Requests
1. Decide whether each statement agrees with the article on car magazines in Japan. Give yes or no for each, along with the deciding words from the article quoted exactly. (a) The writer's first car magazine of their own was a birthday present. (b) The Suzuki Alto Works is called the cheapest performance car currently on sale in Japan. (c) The writer says the younger generation in Japan seems more interested in cars than ever.
2. Carry on the article on car magazines in Japan, picking up after its final sentence.

The Best Car Magazines In The World?
Magazine Hunting In Japan

Ever since I was 11 years old, a car magazine has never been far from hand.

Today, my apartment is full of them. If I’m flying, a recently purchased issue is tucked into my carry-on. During the week, I keep one in my briefcase for those rare quiet lunch breaks at work. Since moving to Japan nothing has changed. In fact, I’ve found myself in car magazine heaven.


I remember very well the first car magazine that was truly mine (as opposed to one pilfered from my old man): the December 2001 edition of CAR, featuring a 996 Turbo, ageing Lamborghini Diablo VT 6.0, and E46 M3 finished in stunning Phoenix Yellow on the cover – a Christmas gift from my parents. It was the PCOTY (Performance Car Of The Year) issue and although I knew nothing of oversteer, steering feel or lateral Gs, for some reason I was captivated by what lied within. Fifteen years later and I’m still gripped by the same enthusiasm for printed car content. Pictured here is a shelf dedicated to the Japanese-language mags I’ve picked up over the last 12 months.


Throughout most of the world car magazines – and magazines in general – have been dying a protracted death. As readers turned to digital sources soon so did the advertisers, and many staple titles in the automotive publishing world disappeared as they began to realise that the high-speed, low-cost online model was not just a passing fad. The glossy mags I coveted as a youngster not only fostered my interest in cars but also in automotive photography and writing, and in a way led me down the path I’m still following to this day as a Speedhunter. Seeing them disappear from the shelves, one by one, was kind of like losing old friends.


But is it any surprise that in Japan, this ‘inevitable’ trend doesn’t seem to be taking root? Sure, the younger generation seems to be less interested in cars than ever before, but a quick stop into any newsagent reveals that there’s still a huge and varied fanbase for the automobile and the publications that celebrate them.


The cover photo of this story is the automotive section of the store closest to my house, and represents what you’ll find at any decent-sized metropolitan newsagent. How does it compare to your local? Even here, every base is covered – from your selection of classic domestic car magazines…


To specific issues for the latest models, including the cheapest performance car currently on sale in Japan – the Suzuki Alto Works. The turbocharged kei car is receiving a huge amount of support from the aftermarket and is becoming a super-common sight at track days. I think I should drive one soon to see what all the fuss is about.

Source records
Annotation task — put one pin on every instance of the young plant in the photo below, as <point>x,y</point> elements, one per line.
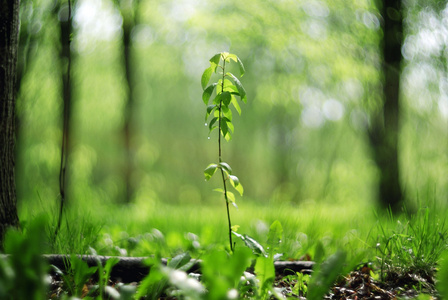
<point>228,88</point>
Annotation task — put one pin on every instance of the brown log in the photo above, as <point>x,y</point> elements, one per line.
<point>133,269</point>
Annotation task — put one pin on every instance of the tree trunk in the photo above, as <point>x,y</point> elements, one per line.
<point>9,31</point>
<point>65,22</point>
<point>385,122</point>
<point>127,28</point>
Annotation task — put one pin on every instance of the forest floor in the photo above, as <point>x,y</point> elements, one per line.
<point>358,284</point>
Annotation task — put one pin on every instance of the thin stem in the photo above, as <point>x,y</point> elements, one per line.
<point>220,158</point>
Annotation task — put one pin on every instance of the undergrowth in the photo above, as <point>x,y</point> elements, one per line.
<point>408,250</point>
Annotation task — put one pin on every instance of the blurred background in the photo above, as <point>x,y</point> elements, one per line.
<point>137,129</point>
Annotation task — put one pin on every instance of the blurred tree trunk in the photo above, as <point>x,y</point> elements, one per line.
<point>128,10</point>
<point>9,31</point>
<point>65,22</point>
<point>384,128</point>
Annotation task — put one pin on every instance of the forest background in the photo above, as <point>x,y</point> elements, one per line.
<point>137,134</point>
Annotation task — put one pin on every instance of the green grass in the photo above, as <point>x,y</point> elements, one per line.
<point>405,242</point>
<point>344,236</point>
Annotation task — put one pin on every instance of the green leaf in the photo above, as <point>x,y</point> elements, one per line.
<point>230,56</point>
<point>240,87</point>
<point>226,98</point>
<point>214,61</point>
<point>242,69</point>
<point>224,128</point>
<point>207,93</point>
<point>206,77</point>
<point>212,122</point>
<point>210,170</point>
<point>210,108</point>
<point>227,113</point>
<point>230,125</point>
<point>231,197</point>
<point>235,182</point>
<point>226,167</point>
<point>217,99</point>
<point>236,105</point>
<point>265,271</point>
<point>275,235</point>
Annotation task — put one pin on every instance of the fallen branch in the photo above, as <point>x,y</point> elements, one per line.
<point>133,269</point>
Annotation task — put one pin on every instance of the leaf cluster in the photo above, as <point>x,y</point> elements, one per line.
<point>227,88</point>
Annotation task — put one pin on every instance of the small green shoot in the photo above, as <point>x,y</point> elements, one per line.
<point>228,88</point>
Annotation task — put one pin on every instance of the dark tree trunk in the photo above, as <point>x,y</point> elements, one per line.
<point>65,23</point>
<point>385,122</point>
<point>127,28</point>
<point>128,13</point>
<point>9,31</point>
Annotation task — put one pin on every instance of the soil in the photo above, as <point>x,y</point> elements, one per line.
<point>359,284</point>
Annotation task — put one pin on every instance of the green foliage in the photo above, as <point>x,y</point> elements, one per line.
--
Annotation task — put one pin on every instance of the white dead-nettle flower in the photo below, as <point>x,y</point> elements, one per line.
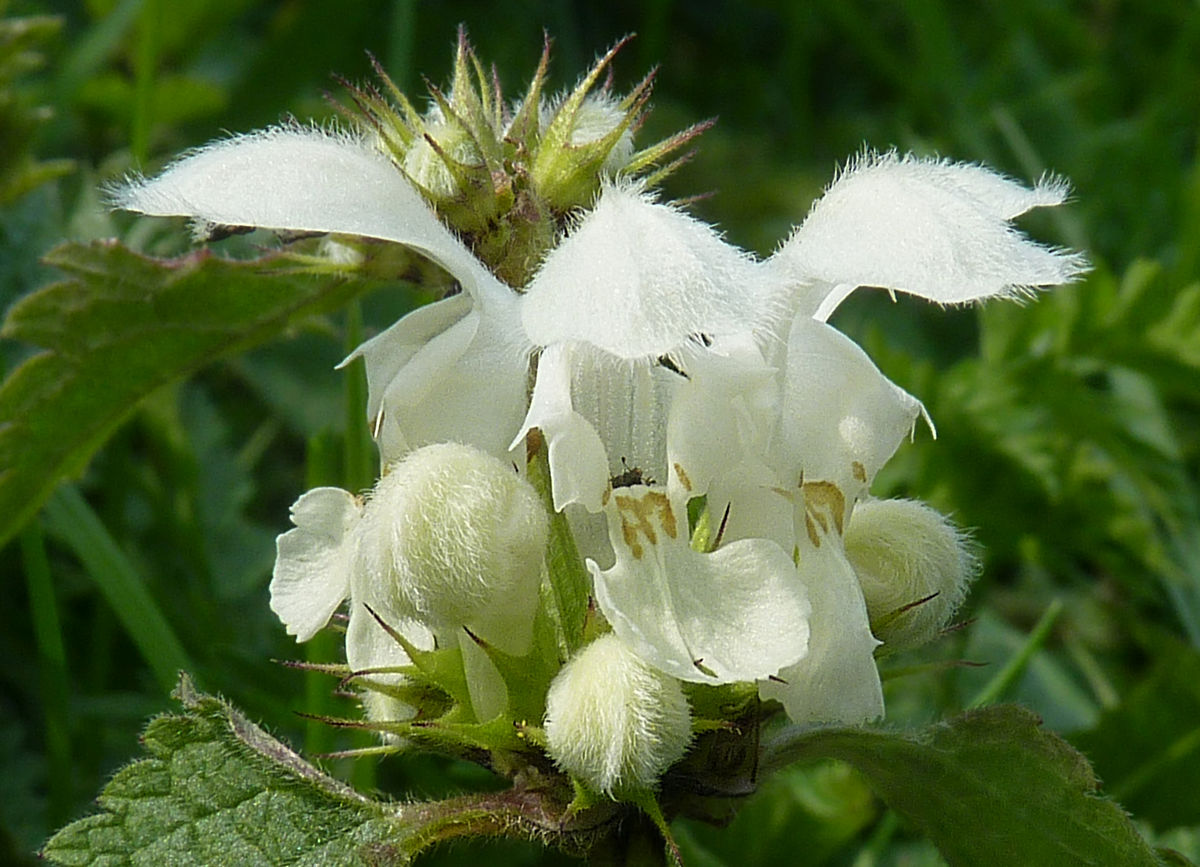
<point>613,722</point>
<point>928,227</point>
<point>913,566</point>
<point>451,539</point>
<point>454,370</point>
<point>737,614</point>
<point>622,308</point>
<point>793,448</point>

Responses in order
1.
(a) No: "a Christmas gift from my parents"
(b) Yes: "the cheapest performance car currently on sale in Japan – the Suzuki Alto Works"
(c) No: "the younger generation seems to be less interested in cars than ever before"

2.
These model-specific magazines aren’t released on a regular basis and lack any of the ‘filler’ content you might be used to seeing stuffed into car magazines. They are a must-have for budding modifiers; each issue is thick with parts reviews, DIY walk-throughs, tuning tips and more, but as a result, they are typically priced a little bit higher than a regular monthly mag.


Hyper Rev churns these out for almost every model of interest, just a small selection of which you can see here.


Rev Speed is interested in one thing only: the pursuit of constantly lower lap times. In addition to in-depth coverage of the Japanese time attack scene, the magazine also hosts its own popular events throughout the country.


Some magazines are less concerned with technical specifications and more about the driving experience. The team behind Motorhead – a magazine many of you will already be familiar with – has recently launched a new title called Gentleman Drivers. The paper stock, photography and overall design is beautiful, but the ¥2,000 price tag reminds me that I’m poor just as the Ferraris inside do (I guess it’s all part of the experience).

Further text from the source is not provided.